▶ THE REQUEST
Could you rewrite every line of the rows below, requests included, scaling each pixel coordinate in the answers by 1.05 and rounding to whole numbers, with halves rounded up? Leave the numbers in the requests and their format samples unchanged.

-- Start of PROVIDED ENTRIES --

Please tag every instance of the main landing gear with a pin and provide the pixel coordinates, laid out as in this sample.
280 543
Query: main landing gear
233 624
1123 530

-- End of PROVIDED ENTRIES --

▶ WRITTEN REPLY
Please tag every instance of the main landing gear with a pin and provide the pixel coordinates, laid out as in this sample.
280 543
Query: main landing gear
245 655
1179 557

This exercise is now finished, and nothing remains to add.